● TASK BRIEF: Count the lines below that contain the string "instance", where uppercase and lowercase letters count as different. Reply with the number alone.

● DATASET ENTRIES:

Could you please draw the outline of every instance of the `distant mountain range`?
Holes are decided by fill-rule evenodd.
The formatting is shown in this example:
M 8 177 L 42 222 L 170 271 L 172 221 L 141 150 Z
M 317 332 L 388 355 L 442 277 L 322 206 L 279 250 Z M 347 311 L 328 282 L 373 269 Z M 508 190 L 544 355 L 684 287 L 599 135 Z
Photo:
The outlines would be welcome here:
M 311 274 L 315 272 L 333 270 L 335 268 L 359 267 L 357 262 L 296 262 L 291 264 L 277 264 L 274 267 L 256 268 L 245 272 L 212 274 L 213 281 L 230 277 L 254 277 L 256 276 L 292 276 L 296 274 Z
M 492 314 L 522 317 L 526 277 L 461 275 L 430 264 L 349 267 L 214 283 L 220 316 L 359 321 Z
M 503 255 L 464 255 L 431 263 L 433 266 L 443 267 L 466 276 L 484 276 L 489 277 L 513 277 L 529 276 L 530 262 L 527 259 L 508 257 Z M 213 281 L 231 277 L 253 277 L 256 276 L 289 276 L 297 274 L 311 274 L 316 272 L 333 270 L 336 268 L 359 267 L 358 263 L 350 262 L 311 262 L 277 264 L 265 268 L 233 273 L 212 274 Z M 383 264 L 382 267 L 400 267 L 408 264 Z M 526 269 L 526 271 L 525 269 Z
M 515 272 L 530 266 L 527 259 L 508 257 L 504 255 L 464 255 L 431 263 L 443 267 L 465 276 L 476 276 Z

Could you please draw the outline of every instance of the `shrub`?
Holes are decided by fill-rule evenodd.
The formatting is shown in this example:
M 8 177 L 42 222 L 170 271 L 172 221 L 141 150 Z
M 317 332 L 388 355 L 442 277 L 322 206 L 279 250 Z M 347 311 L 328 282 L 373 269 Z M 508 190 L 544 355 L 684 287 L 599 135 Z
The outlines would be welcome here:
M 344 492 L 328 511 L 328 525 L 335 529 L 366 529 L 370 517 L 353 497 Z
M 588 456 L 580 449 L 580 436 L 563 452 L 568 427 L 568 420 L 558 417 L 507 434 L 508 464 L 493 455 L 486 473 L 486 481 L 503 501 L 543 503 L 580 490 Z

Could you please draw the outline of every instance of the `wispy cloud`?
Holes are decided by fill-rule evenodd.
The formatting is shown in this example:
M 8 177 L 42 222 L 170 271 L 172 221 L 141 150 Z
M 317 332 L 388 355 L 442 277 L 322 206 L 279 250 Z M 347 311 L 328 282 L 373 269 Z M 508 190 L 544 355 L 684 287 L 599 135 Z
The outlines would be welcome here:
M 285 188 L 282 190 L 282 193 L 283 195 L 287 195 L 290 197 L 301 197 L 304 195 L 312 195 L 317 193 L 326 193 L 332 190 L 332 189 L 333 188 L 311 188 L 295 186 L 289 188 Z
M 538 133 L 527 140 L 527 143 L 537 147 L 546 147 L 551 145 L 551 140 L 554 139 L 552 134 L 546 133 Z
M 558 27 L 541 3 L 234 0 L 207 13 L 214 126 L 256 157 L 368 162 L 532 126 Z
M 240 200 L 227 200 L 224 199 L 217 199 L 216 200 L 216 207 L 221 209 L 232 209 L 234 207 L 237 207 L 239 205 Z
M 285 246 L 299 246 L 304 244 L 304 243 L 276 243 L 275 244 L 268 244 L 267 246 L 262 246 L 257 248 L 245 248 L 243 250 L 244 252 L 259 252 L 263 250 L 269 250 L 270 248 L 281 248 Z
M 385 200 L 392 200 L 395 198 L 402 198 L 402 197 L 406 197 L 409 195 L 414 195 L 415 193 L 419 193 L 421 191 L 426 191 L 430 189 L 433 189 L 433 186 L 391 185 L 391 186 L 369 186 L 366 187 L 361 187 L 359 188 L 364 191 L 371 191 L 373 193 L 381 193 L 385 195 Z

● REPLY TO THE EXERCISE: 3